> PROBLEM STATEMENT:
Reproduce the data word for word from its first line through the line that contains "point(581, 124)", with both of those lines included.

[Pointing dataset data]

· · ·

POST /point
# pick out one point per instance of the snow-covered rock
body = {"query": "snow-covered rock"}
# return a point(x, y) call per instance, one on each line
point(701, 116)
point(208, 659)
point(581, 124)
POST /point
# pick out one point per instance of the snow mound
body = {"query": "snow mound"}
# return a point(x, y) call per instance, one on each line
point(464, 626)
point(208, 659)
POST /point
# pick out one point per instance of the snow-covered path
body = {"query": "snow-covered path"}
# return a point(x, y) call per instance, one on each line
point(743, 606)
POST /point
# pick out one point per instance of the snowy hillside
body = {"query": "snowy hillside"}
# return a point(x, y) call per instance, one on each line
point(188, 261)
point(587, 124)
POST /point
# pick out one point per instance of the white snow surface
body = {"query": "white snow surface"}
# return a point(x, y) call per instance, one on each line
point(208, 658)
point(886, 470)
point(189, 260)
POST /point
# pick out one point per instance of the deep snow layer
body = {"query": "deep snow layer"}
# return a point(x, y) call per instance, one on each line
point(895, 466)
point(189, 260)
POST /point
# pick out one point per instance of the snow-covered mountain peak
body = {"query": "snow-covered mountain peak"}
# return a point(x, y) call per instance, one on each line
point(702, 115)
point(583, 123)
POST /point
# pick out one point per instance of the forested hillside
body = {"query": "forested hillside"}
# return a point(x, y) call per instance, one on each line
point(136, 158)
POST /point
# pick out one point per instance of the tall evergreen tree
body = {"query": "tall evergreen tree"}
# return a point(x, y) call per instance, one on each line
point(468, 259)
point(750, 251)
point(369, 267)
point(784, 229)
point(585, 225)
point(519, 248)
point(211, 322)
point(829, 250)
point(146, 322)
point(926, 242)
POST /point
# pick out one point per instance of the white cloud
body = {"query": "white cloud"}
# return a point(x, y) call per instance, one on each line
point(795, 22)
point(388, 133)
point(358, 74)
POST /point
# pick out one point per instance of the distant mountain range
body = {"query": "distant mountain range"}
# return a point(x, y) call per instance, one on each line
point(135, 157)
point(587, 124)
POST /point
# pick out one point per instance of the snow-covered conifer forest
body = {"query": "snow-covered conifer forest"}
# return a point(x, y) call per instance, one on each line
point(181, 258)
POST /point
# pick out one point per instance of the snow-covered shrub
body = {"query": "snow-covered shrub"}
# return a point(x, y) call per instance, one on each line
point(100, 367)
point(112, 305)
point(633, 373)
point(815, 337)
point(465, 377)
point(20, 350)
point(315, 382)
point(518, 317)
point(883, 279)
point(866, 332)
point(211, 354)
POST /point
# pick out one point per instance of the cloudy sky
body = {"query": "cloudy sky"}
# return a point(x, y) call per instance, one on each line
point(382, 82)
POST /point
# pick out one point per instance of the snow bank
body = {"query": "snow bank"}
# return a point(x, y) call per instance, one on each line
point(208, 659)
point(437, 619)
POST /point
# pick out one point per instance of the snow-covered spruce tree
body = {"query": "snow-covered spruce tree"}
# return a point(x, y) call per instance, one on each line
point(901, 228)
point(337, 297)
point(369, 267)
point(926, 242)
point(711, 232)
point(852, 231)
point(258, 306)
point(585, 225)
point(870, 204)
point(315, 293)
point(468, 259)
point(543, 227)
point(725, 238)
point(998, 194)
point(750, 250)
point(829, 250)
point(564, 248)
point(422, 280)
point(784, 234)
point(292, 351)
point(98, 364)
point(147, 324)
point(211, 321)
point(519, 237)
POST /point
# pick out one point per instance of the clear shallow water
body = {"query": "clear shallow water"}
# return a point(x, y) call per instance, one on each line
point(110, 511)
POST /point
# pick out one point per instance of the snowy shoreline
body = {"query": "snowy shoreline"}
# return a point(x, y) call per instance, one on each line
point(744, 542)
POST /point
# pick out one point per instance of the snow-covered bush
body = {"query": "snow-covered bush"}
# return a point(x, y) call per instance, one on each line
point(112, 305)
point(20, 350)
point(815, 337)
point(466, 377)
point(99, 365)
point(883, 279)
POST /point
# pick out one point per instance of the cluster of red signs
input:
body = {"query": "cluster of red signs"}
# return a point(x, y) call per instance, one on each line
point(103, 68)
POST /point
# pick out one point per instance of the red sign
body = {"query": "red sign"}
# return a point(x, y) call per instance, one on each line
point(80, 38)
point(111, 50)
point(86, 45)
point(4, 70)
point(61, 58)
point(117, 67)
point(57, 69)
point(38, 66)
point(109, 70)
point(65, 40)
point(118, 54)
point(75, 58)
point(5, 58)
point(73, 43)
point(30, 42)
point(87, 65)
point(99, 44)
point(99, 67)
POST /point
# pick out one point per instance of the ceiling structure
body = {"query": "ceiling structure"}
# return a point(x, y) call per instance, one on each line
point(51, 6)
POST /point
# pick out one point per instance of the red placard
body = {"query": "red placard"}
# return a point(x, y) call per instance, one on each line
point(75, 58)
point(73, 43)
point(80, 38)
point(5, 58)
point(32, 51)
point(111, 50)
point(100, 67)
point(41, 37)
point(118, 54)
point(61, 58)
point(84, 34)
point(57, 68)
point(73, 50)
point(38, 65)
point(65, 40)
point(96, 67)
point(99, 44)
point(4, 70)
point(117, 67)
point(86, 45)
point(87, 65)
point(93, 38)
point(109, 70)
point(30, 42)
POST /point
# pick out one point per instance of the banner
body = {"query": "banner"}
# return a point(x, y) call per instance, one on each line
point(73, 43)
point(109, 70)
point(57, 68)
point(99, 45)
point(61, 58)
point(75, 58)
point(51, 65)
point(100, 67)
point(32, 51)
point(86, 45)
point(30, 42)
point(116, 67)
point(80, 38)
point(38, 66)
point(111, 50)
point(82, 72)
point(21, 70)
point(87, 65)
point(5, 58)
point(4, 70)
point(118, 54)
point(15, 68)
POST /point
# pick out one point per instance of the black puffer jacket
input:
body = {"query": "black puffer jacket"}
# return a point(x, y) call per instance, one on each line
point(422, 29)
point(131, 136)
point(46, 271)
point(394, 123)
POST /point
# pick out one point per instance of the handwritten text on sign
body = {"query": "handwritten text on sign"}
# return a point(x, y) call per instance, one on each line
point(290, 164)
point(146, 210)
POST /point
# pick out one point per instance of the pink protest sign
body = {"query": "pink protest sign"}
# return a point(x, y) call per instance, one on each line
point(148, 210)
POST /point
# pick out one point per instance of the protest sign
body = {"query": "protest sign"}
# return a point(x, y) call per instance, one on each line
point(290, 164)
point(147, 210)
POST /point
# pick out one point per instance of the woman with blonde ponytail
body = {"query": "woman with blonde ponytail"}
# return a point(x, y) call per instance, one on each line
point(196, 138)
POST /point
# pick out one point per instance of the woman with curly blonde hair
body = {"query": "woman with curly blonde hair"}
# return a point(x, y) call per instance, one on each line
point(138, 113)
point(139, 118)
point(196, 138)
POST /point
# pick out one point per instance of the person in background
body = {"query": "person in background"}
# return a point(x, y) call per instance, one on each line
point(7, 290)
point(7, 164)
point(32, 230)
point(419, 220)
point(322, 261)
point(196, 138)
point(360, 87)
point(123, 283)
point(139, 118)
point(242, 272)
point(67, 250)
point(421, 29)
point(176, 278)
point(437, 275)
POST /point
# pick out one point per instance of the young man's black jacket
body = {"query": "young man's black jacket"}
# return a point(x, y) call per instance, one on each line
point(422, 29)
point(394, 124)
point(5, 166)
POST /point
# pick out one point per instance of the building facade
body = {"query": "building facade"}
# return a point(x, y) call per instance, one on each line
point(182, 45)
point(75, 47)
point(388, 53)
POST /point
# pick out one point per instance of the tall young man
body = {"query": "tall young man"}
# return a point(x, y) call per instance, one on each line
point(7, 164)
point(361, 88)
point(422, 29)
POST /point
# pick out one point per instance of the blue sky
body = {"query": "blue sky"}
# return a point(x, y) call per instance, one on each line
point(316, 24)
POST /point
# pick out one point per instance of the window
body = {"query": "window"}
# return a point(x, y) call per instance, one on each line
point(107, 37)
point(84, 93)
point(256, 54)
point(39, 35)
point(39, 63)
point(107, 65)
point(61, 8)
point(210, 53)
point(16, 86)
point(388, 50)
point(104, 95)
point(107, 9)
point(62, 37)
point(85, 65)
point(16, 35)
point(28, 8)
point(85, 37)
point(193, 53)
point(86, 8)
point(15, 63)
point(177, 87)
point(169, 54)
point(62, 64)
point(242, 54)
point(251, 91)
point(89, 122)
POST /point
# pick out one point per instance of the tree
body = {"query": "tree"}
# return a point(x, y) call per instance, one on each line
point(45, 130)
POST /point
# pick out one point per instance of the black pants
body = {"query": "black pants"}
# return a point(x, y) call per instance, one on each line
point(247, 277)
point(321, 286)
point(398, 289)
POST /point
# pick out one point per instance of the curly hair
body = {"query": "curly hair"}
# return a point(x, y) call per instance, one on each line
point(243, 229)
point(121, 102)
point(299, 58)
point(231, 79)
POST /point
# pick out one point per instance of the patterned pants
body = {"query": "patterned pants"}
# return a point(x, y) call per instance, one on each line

· · ·

> RESPONSE TO THIS EXERCISE:
POST /point
# pick out one point per instance of the snow-covered rock
body = {"query": "snow-covered rock"}
# return a point(x, y) call per instance, one on each line
point(701, 116)
point(208, 659)
point(581, 124)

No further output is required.